_EXERCISES_
**a)** List every person named in the article about Michelle Dorrance choreographing for ABT.
**b)** Write the next paragraph of the article about Michelle Dorrance choreographing for ABT, picking up after its final sentence.

Michelle Dorrance will make her first work for American Ballet Theatre this spring. Photo by Jayme Thornton

Michelle Dorrance is Choreographing for ABT. Yes, You Read That Right.

If we weren't already looking forward to American Ballet Theatre's spring gala with trepidation and excitement, we certainly are now. The company announced today that Michelle Dorrance, MacArthur-certified genius and tap dancer extraordinaire, will create a piece d'occasion to kick off ABT's spring season. It will premiere alongside Wayne McGregor's AFTERITE and excerpts from Alexei Ratmansky's new reconstruction of Harlequinade. This marks her first creation for the company.


The work was co-commissioned by Vail International Dance Festival, where Dorrance is artist in residence. ABT is making its first appearance at Vail this summer, during which the company will perform a second work created by Dorrance, accompanied by as-yet-unannounced guest artists from the festival roster.

And if that weren't enough, ABT will debut yet another Dorrance work this October during its fall season. There's no word yet as to whether the dancers will be donning tap shoes, slippers, pointe shoes or some combination thereof for these pieces.

_RECORDS SHOWN_
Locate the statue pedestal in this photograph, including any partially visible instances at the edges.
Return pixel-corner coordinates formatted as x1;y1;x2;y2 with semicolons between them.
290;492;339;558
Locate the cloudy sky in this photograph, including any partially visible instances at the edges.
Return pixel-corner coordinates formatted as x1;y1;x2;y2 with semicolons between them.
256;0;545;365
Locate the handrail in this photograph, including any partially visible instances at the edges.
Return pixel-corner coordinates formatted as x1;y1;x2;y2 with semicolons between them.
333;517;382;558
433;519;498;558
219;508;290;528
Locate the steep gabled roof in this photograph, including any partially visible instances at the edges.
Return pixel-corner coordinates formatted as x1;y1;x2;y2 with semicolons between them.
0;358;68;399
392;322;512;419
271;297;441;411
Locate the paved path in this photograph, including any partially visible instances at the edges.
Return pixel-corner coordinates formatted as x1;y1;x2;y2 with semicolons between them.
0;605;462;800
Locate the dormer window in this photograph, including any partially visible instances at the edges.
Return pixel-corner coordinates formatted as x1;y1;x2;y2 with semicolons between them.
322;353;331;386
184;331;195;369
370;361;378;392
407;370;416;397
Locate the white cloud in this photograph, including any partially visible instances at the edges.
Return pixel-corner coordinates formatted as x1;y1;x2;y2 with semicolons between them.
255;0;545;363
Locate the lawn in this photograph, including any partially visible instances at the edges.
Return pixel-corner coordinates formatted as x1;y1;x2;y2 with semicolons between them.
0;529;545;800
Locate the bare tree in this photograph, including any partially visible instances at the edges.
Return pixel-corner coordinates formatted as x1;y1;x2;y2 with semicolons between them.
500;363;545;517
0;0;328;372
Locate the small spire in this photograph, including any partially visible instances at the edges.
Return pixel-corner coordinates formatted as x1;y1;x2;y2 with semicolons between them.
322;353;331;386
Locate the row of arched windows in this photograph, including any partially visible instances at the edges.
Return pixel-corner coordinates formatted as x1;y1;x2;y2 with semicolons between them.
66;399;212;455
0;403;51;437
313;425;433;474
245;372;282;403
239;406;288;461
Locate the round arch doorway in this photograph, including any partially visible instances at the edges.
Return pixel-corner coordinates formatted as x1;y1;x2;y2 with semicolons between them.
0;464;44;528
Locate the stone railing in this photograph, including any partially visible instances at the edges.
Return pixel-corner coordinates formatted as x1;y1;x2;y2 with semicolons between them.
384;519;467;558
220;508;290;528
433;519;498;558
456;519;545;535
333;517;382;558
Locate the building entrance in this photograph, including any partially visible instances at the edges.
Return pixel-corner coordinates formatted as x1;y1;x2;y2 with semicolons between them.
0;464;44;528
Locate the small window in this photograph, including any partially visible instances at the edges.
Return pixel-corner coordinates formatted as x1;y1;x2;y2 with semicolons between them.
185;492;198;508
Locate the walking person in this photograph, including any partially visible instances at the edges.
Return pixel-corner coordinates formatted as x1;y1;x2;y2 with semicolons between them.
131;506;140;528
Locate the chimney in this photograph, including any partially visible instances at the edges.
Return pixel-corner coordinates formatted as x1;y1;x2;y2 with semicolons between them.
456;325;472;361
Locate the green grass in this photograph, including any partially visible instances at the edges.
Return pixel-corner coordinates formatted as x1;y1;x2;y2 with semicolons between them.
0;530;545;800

_TASK ANSWERS_
**a)** Michelle Dorrance, Jayme Thornton, Wayne McGregor, Alexei Ratmansky

**b)**
It's a decidedly bold departure for the company. Though Dorrance is known for being a generous collaborator and frequently works with dancers who specialize in styles other than tap (particularly at Vail, where cross-genre collaborations are a matter of course), she has not previously worked with a classical ballet company at this scale.

Dorrance with Nicholas Van Young at the Guggenheim. Photo by Matthew Murphy, Courtesy Works & Process at the Guggenheim

But then again, it wouldn't be the first time that Dorrance has taken an unlikely project—say, making a site-specific, sound-driven work for the acoustically-difficult Guggenheim rotunda—and turned it into something magical. And even though we can't begin to imagine what a piece made for ABT by Dorrance might look like, it will be nice to see the name of one female choreographer in a spring season dominated (per usual) by after-Petipas and male-choreographed story ballets.

We're curious to see what comes of this new collaboration in the coming months.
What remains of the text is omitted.